** Instructions to follow **
Reproduce the lines from the one containing "Please identify the exposed" through the end of the items, replacing "electrical outlet" with "power outlet" and leaving everything else unchanged.

** Input for this task **
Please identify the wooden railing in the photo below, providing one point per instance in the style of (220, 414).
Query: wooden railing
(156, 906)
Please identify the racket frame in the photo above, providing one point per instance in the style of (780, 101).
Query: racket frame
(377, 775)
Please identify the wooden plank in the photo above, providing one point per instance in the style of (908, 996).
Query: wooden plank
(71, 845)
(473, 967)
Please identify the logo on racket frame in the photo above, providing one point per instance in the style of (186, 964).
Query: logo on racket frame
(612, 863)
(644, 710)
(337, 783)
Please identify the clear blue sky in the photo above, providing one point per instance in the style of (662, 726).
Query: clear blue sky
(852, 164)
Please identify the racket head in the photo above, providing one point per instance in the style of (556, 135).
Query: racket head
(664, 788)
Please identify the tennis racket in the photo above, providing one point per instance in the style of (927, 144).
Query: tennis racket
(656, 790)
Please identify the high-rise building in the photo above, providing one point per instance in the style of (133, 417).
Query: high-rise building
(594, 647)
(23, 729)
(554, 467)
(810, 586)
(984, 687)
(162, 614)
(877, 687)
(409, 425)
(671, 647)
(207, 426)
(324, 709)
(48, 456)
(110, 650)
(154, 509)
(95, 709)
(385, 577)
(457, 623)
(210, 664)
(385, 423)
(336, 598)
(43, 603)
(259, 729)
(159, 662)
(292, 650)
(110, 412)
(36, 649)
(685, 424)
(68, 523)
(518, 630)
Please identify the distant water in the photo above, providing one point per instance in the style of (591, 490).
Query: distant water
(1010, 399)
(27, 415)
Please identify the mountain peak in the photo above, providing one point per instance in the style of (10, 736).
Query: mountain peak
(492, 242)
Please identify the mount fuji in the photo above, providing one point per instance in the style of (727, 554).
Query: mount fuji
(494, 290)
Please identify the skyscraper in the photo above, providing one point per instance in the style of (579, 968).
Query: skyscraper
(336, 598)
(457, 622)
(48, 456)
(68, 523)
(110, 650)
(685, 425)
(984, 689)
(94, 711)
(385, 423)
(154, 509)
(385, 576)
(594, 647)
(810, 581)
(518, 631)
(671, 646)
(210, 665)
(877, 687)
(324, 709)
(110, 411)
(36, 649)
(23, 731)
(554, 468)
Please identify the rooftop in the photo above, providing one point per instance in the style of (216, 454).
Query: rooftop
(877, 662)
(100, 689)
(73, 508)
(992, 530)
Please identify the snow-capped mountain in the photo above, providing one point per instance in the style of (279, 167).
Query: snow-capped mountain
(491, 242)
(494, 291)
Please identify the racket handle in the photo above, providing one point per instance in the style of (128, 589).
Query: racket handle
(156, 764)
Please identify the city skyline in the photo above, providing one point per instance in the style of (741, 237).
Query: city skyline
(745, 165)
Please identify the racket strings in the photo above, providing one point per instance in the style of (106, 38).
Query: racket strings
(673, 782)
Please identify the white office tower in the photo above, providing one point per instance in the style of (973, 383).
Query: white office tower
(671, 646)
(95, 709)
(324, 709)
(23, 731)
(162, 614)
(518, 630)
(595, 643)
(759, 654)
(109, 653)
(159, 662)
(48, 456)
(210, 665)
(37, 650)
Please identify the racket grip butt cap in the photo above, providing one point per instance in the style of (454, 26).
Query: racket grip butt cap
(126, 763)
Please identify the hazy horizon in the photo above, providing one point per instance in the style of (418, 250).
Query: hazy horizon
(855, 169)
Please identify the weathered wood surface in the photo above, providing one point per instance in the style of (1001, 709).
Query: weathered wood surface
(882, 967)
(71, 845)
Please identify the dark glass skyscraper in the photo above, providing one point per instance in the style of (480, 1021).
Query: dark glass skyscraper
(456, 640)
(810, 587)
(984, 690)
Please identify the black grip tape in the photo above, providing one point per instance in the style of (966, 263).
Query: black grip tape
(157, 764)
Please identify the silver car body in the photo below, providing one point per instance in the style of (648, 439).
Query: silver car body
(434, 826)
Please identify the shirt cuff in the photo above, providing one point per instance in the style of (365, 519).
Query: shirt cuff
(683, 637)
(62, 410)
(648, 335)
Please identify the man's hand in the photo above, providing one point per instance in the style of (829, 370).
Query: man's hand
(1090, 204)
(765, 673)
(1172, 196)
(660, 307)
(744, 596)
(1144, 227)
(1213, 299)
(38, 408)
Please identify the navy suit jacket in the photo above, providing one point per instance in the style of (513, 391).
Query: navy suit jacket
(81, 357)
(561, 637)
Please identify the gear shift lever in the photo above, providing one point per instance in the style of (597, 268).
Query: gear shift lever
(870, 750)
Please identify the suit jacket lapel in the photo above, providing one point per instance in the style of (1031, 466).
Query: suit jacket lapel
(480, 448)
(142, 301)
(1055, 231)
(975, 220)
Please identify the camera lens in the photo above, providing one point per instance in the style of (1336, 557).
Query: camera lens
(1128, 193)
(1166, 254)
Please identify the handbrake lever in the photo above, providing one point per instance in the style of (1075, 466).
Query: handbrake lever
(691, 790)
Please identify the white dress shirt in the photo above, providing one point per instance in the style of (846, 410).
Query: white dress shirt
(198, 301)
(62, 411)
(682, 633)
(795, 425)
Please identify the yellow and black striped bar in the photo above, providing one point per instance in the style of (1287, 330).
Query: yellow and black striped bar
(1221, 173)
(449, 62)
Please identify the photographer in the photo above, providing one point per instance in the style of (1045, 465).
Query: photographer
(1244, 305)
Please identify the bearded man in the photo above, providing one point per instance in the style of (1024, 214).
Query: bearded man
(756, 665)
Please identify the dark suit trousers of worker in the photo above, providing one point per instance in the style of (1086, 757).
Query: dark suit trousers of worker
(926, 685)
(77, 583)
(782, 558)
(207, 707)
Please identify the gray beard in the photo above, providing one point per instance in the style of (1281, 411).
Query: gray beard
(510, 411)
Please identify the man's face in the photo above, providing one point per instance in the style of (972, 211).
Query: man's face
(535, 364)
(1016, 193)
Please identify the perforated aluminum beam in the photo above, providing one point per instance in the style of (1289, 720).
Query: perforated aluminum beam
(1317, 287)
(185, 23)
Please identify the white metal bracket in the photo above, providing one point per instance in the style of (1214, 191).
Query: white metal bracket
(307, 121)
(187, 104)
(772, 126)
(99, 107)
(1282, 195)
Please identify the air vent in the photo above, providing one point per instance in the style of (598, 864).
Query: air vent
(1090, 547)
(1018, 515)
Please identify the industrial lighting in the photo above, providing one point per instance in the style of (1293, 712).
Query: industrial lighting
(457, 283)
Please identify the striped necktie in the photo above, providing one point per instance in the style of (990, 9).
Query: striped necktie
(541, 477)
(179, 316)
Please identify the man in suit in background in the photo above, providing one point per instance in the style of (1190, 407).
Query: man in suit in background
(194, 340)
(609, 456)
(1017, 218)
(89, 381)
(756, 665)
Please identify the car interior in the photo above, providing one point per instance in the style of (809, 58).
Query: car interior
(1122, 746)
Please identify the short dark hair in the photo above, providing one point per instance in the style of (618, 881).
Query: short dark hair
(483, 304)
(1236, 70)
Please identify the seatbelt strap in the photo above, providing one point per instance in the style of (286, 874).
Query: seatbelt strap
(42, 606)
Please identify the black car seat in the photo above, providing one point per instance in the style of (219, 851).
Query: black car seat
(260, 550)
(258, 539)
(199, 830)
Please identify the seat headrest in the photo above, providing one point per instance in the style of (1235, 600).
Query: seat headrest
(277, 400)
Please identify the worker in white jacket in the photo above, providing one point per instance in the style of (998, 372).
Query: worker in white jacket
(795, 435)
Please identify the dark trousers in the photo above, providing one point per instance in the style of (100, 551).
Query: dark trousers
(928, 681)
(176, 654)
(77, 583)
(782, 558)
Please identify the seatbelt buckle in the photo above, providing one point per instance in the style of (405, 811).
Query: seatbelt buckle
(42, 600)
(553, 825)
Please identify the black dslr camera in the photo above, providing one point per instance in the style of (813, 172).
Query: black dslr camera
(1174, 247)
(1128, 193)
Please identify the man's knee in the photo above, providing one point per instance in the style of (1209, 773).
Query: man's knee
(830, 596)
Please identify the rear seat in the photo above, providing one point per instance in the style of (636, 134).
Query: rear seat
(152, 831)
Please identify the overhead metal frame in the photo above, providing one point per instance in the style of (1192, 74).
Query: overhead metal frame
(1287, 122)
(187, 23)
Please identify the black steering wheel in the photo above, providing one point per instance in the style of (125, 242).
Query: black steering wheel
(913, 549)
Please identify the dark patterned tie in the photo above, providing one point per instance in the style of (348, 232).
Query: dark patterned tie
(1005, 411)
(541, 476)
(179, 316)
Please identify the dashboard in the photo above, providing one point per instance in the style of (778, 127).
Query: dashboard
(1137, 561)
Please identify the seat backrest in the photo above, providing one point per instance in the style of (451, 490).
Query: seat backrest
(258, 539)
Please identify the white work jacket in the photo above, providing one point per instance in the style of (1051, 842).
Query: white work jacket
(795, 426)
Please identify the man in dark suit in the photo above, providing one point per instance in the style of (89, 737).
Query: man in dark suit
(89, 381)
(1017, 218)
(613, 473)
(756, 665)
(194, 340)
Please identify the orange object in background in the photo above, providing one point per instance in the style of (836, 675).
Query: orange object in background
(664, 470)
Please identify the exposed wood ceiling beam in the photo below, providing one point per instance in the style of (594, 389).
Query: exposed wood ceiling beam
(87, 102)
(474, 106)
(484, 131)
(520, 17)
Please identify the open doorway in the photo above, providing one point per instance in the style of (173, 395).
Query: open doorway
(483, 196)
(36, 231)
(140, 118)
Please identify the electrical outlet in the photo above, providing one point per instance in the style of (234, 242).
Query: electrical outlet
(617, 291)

** Result of the task **
Please identify the exposed wood ceiling beam in the photo below, providing one point per instance in the style of (594, 389).
Query: exposed wood ceiling beam
(87, 102)
(474, 106)
(484, 131)
(520, 17)
Please identify the open doorway in the photo above, providing one point per instance in the style of (173, 395).
Query: open doorway
(483, 196)
(36, 231)
(140, 118)
Please identify the power outlet in the photo above, providing one point per instance in the style of (234, 242).
Query: power outlet
(617, 291)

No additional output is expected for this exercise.